━━━━━ Source records ━━━━━
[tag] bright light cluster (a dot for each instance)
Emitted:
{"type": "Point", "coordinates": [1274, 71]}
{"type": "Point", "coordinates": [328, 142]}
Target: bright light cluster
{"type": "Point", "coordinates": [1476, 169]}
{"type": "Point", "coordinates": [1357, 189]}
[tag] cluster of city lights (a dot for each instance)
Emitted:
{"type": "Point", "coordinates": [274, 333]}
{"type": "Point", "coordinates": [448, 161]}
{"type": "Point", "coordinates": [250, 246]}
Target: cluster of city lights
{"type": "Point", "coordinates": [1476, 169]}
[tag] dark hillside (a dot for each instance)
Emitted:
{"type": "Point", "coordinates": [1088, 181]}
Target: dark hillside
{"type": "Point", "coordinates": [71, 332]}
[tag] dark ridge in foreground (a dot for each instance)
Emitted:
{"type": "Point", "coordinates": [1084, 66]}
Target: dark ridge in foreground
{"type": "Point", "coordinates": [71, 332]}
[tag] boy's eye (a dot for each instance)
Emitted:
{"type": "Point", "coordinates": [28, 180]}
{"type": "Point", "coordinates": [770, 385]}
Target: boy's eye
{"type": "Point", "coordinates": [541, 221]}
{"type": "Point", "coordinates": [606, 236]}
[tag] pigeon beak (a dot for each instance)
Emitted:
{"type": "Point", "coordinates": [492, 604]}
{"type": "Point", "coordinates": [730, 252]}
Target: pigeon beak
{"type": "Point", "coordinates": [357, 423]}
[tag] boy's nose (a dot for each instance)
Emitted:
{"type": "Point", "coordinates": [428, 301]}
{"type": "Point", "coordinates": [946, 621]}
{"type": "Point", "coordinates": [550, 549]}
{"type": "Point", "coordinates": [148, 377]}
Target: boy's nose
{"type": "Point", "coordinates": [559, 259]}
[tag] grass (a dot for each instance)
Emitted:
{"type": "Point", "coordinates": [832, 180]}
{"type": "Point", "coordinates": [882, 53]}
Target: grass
━━━━━
Task to complete: Rewrite all of the lines above as a numbered list, skipping any blank lines.

Answer to this problem:
1. [tag] bright light cluster (a dot for each instance)
2. Emitted:
3. {"type": "Point", "coordinates": [1274, 71]}
4. {"type": "Point", "coordinates": [328, 142]}
5. Target: bright light cluster
6. {"type": "Point", "coordinates": [1476, 169]}
7. {"type": "Point", "coordinates": [1357, 189]}
8. [tag] cluster of city lights (a dot for each instance)
9. Emitted:
10. {"type": "Point", "coordinates": [274, 333]}
11. {"type": "Point", "coordinates": [448, 161]}
12. {"type": "Point", "coordinates": [250, 246]}
13. Target: cluster of city lights
14. {"type": "Point", "coordinates": [1476, 169]}
15. [tag] dark hillside (a dot for each instance)
16. Emitted:
17. {"type": "Point", "coordinates": [1088, 181]}
18. Target: dark hillside
19. {"type": "Point", "coordinates": [71, 332]}
20. [tag] dark ridge in foreground (a dot for each instance)
21. Emitted:
22. {"type": "Point", "coordinates": [1084, 66]}
23. Target: dark ridge in foreground
24. {"type": "Point", "coordinates": [71, 332]}
25. [tag] boy's eye (a dot for each instance)
26. Emitted:
27. {"type": "Point", "coordinates": [28, 180]}
28. {"type": "Point", "coordinates": [770, 385]}
29. Target: boy's eye
30. {"type": "Point", "coordinates": [541, 221]}
31. {"type": "Point", "coordinates": [606, 236]}
32. [tag] pigeon beak (a dot for each instance)
33. Emitted:
34. {"type": "Point", "coordinates": [492, 604]}
35. {"type": "Point", "coordinates": [730, 252]}
36. Target: pigeon beak
37. {"type": "Point", "coordinates": [357, 423]}
38. [tag] boy's nose (a dot for each instance)
39. Emitted:
40. {"type": "Point", "coordinates": [428, 301]}
41. {"type": "Point", "coordinates": [946, 621]}
42. {"type": "Point", "coordinates": [550, 549]}
43. {"type": "Point", "coordinates": [148, 377]}
44. Target: boy's nose
45. {"type": "Point", "coordinates": [559, 259]}
46. [tag] grass (a dot for each instance)
47. Emitted:
48. {"type": "Point", "coordinates": [832, 180]}
49. {"type": "Point", "coordinates": [882, 53]}
50. Target: grass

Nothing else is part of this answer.